*Exercise requirements*:
Leave the images aside and output every entry exactly.
(Supplied material)
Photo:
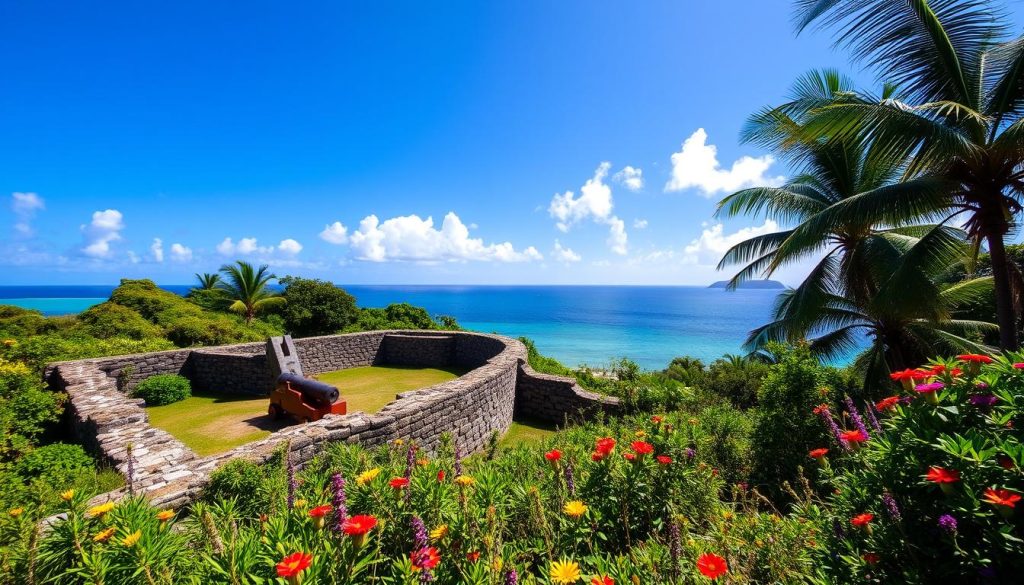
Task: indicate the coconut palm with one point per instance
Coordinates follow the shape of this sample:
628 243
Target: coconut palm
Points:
248 288
960 114
207 281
(End Supplied material)
*Result of the exercise*:
Photo:
Task: indicate the coconut palm with one point per instance
Coordinates follow the shape of this sample:
628 243
Target: coconut palm
Points:
248 288
960 114
207 281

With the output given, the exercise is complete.